_Segmentation mask data_

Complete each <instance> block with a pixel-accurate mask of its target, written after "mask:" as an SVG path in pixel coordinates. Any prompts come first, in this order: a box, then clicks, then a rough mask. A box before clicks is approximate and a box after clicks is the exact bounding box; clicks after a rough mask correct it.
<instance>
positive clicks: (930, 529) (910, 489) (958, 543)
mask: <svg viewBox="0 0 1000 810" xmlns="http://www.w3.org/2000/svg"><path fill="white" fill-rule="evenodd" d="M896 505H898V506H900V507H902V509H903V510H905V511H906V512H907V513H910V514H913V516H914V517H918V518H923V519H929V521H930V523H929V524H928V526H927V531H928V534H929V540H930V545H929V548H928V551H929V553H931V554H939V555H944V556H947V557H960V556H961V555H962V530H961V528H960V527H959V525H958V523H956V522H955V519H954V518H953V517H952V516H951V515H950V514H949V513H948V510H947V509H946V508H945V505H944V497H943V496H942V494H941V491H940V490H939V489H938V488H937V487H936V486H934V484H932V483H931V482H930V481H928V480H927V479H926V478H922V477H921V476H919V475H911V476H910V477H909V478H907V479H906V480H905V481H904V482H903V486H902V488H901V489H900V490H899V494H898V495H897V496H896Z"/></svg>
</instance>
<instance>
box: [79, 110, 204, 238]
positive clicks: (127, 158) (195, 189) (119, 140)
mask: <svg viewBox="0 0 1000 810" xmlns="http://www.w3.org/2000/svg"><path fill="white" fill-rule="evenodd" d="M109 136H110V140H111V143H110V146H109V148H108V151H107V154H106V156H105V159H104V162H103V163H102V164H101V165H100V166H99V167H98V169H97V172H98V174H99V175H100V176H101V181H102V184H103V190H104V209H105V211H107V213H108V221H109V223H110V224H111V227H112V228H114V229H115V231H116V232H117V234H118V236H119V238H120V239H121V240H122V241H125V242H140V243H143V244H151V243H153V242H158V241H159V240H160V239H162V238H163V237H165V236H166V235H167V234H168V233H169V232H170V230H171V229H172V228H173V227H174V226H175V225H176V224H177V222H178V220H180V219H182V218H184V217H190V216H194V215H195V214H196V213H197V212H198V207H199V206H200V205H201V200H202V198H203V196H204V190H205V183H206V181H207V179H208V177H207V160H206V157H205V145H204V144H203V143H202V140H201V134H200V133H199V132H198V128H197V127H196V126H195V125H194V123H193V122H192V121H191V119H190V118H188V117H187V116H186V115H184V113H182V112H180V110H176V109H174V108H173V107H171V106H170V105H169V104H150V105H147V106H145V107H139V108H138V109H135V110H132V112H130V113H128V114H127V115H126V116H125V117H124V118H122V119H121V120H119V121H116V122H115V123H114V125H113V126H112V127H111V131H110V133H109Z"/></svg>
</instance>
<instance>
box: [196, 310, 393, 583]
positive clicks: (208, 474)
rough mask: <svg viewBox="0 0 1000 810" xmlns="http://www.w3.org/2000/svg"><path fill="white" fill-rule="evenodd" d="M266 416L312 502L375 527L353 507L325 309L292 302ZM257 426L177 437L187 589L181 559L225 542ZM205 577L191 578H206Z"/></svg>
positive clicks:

_Your instructions_
All of the records above are to be repeated exactly.

_Exercise solution_
Complete each <instance> block with a pixel-accurate mask of its target, written after "mask:" as an SVG path in pixel coordinates. Any prompts come first, in this order: a box, then clicks, then a rough mask. A box before clicks is approximate and a box after clicks is the exact bounding box; clicks after a rough mask correct it.
<instance>
positive clicks: (930, 529) (910, 489) (958, 543)
mask: <svg viewBox="0 0 1000 810" xmlns="http://www.w3.org/2000/svg"><path fill="white" fill-rule="evenodd" d="M896 505H898V506H900V507H902V509H903V510H905V511H906V512H907V513H910V514H913V516H914V517H918V518H923V519H929V521H930V523H929V524H928V526H927V531H928V534H929V540H930V545H929V548H928V551H929V553H931V554H939V555H944V556H947V557H960V556H961V555H962V530H961V528H960V527H959V525H958V523H956V522H955V519H954V518H953V517H952V516H951V515H950V514H949V513H948V510H947V509H946V508H945V505H944V497H943V496H942V494H941V491H940V490H939V489H938V488H937V487H936V486H934V484H932V483H931V482H930V481H928V480H927V479H926V478H922V477H921V476H919V475H911V476H910V477H909V478H907V479H906V480H905V481H904V482H903V486H902V488H901V489H900V490H899V494H898V495H897V496H896Z"/></svg>
</instance>
<instance>
box: [79, 110, 204, 238]
positive clicks: (127, 158) (195, 189) (119, 140)
mask: <svg viewBox="0 0 1000 810" xmlns="http://www.w3.org/2000/svg"><path fill="white" fill-rule="evenodd" d="M109 136H110V140H111V143H110V146H109V148H108V151H107V154H106V156H105V159H104V162H103V163H102V164H101V165H100V166H99V167H98V169H97V172H98V174H99V175H100V176H101V181H102V184H103V190H104V209H105V211H107V213H108V221H109V223H110V224H111V227H112V228H114V229H115V231H116V232H117V234H118V236H119V238H120V239H121V240H122V241H125V242H140V243H143V244H151V243H153V242H158V241H159V240H160V239H162V238H163V237H165V236H166V235H167V234H168V233H169V232H170V230H171V229H172V228H173V227H174V226H175V225H176V224H177V222H178V220H180V219H182V218H184V217H190V216H194V215H195V214H196V213H197V212H198V207H199V206H200V205H201V200H202V198H203V196H204V190H205V183H206V181H207V179H208V177H207V160H206V157H205V145H204V144H203V143H202V140H201V134H200V133H199V132H198V128H197V127H196V126H195V125H194V123H193V122H192V121H191V119H190V118H188V117H187V116H186V115H184V113H182V112H180V110H176V109H174V108H173V107H171V106H170V105H169V104H150V105H147V106H145V107H139V108H138V109H135V110H132V112H130V113H128V114H127V115H126V116H125V117H124V118H122V119H121V120H119V121H116V122H115V123H114V125H113V126H112V127H111V131H110V133H109Z"/></svg>
</instance>
<instance>
box: [196, 310, 393, 583]
positive clicks: (208, 474)
rough mask: <svg viewBox="0 0 1000 810" xmlns="http://www.w3.org/2000/svg"><path fill="white" fill-rule="evenodd" d="M266 416L312 502L375 527L353 507L325 309L292 302ZM257 426L177 437L187 589L181 559L225 542ZM205 577L191 578H206Z"/></svg>
positive clicks:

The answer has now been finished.